= SOURCE DATA =
-------

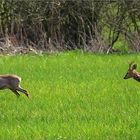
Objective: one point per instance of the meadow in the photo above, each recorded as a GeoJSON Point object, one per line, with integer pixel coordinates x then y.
{"type": "Point", "coordinates": [73, 96]}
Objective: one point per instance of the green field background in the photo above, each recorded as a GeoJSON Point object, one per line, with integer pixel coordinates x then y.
{"type": "Point", "coordinates": [73, 96]}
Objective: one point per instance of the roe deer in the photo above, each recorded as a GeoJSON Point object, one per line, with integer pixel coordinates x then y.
{"type": "Point", "coordinates": [132, 73]}
{"type": "Point", "coordinates": [12, 82]}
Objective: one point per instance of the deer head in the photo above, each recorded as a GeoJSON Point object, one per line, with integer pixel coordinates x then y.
{"type": "Point", "coordinates": [131, 73]}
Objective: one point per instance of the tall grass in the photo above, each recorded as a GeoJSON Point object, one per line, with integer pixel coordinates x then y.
{"type": "Point", "coordinates": [73, 96]}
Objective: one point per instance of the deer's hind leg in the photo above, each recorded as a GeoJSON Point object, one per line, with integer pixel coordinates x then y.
{"type": "Point", "coordinates": [15, 92]}
{"type": "Point", "coordinates": [23, 91]}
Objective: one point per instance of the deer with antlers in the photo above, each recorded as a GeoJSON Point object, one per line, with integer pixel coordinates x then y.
{"type": "Point", "coordinates": [12, 82]}
{"type": "Point", "coordinates": [132, 73]}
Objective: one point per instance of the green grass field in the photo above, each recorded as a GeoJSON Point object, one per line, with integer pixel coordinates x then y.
{"type": "Point", "coordinates": [73, 96]}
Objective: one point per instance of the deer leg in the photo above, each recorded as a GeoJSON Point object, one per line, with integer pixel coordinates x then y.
{"type": "Point", "coordinates": [23, 91]}
{"type": "Point", "coordinates": [15, 92]}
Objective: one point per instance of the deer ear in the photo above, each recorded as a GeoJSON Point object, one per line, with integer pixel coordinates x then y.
{"type": "Point", "coordinates": [134, 66]}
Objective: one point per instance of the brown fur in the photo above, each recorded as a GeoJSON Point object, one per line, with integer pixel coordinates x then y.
{"type": "Point", "coordinates": [12, 82]}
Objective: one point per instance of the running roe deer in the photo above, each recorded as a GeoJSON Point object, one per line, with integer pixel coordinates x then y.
{"type": "Point", "coordinates": [132, 73]}
{"type": "Point", "coordinates": [12, 82]}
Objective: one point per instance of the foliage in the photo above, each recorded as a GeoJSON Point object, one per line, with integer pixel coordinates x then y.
{"type": "Point", "coordinates": [73, 96]}
{"type": "Point", "coordinates": [65, 25]}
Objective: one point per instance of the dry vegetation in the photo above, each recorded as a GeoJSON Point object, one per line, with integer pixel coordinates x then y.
{"type": "Point", "coordinates": [56, 25]}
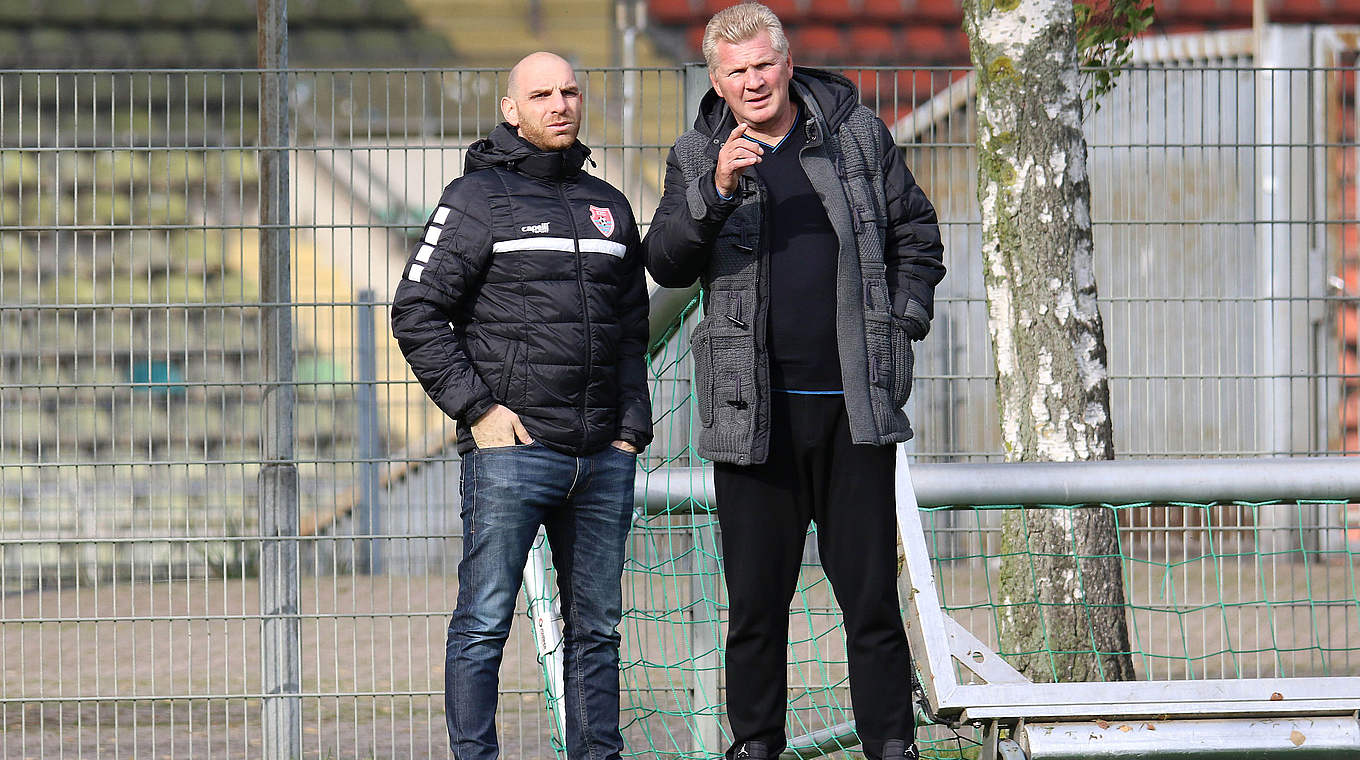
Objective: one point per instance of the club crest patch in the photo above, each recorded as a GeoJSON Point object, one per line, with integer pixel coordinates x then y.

-------

= HOW TO COMPLETE THIS TASK =
Could you repeat all of the entries exactly, without any of the images?

= RESULT =
Objective: one point per instance of the meadow in the photo above, each recorded as a GeoJSON Point object, one per line, with integer pixel coordinates x then y.
{"type": "Point", "coordinates": [73, 96]}
Objective: one point per instance of the green field background in the photo above, each recorded as a GeoJSON Point object, one per line, with integer pixel coordinates x then y.
{"type": "Point", "coordinates": [73, 96]}
Objective: one point per instance of the roe deer in the photo above, each recorded as a GeoJSON Point object, one per line, with integer pixel coordinates x then y.
{"type": "Point", "coordinates": [132, 73]}
{"type": "Point", "coordinates": [12, 82]}
Objective: one point per instance of the deer head in the photo above, each recorded as a GeoJSON Point object, one per line, with integer pixel coordinates x then y.
{"type": "Point", "coordinates": [131, 73]}
Objective: one point per instance of the tall grass in the photo above, each recorded as a GeoJSON Point object, one per line, with integer pixel coordinates x then y.
{"type": "Point", "coordinates": [73, 96]}
Objective: one point per instance of the deer's hind leg in the photo above, each recorded as a GeoJSON Point object, one per line, with integer pixel coordinates x then y.
{"type": "Point", "coordinates": [15, 92]}
{"type": "Point", "coordinates": [23, 91]}
Objective: one point per instance of the deer with antlers in the photo above, each recorded as a GeoJSON Point object, one per line, with integer pixel coordinates x then y.
{"type": "Point", "coordinates": [12, 82]}
{"type": "Point", "coordinates": [132, 73]}
Objective: one point per instance of the green grass field in the photo above, each recorded as a GeoJSON Point object, one per line, with integer pixel coordinates x then y.
{"type": "Point", "coordinates": [73, 96]}
Objective: one point per instance of the deer leg in the photo above, each recorded as a GeoJSON Point object, one per line, with integer pixel coordinates x then y.
{"type": "Point", "coordinates": [23, 91]}
{"type": "Point", "coordinates": [15, 92]}
Objective: one point per instance of the deer ear in the photo above, each recorded as a GeoJSON Point object, one per line, with integer pixel coordinates x then y.
{"type": "Point", "coordinates": [134, 66]}
Objective: one point per instance of the brown fur in the photo above, each recorded as a GeoJSON Point object, one per line, with integer pixel coordinates x then y.
{"type": "Point", "coordinates": [12, 82]}
Objective: one point per instance of the running roe deer in the photo above, each recorded as a GeoJSON Point object, one per line, with integer pixel coordinates x then y.
{"type": "Point", "coordinates": [132, 73]}
{"type": "Point", "coordinates": [12, 82]}
Objective: one point per instance of the foliage in the photo above, each recorded as a GeoJSON Point object, one per line, with integer pixel coordinates x then y.
{"type": "Point", "coordinates": [73, 96]}
{"type": "Point", "coordinates": [65, 25]}
Objective: one point per instance of the dry vegetation in the photo above, each recorded as a GeoJSON Point object, one per line, with integer pixel coordinates x then y.
{"type": "Point", "coordinates": [56, 25]}
Objective: one point per instance of the club crest patch in the photo above, each recorded as a GeoJSON Point object, one per line, with integer pixel coordinates x then y.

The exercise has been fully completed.